#### ENTRIES SHOWN ####

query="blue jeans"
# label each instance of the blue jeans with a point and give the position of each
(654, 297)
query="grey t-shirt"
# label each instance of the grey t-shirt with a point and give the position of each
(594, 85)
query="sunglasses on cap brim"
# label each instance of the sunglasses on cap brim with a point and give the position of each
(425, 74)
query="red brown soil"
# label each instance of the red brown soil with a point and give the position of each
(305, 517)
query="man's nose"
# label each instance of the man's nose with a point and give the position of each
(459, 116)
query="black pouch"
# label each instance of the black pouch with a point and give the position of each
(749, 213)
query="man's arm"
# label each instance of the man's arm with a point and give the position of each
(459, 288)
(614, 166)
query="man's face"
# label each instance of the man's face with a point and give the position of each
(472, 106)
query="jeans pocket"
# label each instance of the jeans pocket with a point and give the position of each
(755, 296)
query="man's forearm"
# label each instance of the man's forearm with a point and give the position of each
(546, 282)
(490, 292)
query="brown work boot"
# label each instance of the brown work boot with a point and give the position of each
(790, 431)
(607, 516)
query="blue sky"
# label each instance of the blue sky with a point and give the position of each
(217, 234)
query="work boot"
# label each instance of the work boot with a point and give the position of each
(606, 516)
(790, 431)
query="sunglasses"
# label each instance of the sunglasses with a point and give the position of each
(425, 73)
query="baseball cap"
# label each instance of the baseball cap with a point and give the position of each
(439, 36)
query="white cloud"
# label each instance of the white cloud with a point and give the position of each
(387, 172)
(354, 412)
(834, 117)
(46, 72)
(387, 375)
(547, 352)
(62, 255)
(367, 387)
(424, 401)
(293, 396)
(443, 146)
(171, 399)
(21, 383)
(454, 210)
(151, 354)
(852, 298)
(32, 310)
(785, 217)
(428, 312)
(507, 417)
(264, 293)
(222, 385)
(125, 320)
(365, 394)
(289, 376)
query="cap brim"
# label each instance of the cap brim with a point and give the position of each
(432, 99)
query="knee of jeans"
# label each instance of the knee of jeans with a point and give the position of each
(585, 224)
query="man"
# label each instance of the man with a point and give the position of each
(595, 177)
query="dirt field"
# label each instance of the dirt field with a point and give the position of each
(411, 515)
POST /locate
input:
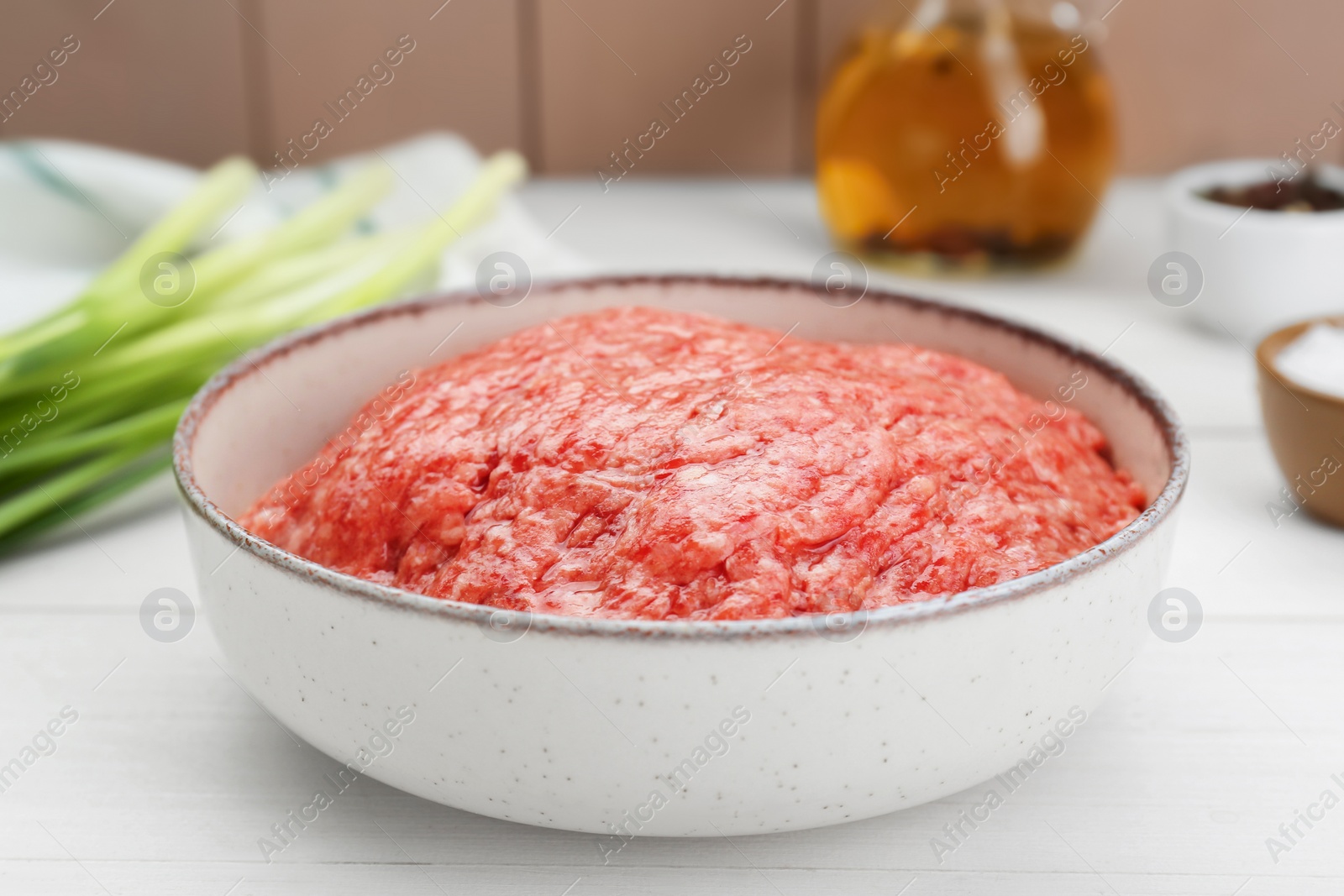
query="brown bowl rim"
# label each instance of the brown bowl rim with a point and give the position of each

####
#### ENTRIES SHOWN ####

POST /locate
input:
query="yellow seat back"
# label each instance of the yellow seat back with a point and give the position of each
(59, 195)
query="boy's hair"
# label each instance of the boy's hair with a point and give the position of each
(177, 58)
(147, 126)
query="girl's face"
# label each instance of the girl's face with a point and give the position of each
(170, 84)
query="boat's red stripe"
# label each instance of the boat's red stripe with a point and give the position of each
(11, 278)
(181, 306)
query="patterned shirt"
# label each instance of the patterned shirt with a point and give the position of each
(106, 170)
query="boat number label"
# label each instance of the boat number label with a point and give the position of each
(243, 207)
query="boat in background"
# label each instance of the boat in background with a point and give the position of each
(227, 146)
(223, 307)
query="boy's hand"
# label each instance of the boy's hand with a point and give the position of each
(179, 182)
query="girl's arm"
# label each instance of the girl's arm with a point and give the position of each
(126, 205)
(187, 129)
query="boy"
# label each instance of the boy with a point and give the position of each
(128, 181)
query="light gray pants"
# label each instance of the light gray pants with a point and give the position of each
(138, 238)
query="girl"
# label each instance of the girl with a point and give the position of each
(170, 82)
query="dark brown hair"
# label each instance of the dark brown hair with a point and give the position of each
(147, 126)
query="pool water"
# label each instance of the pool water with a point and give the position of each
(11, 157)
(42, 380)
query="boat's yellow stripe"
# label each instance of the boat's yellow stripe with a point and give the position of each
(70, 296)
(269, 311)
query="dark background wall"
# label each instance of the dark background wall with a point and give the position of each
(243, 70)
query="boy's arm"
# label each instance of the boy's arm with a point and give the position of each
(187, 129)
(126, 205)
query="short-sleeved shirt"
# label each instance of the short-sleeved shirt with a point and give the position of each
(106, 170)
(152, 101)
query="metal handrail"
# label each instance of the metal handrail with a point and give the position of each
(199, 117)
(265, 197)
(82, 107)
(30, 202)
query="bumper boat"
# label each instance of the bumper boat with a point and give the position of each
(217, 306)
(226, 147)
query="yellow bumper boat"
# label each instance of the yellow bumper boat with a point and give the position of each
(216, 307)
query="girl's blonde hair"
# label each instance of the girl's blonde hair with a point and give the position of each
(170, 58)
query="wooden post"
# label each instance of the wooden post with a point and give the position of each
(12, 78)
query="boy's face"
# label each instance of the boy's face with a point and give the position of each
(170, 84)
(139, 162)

####

TO DO: Using the entries, count the lines that hold the string "bowl"; nothing but the number is needed.

FINISHED EXERCISE: 2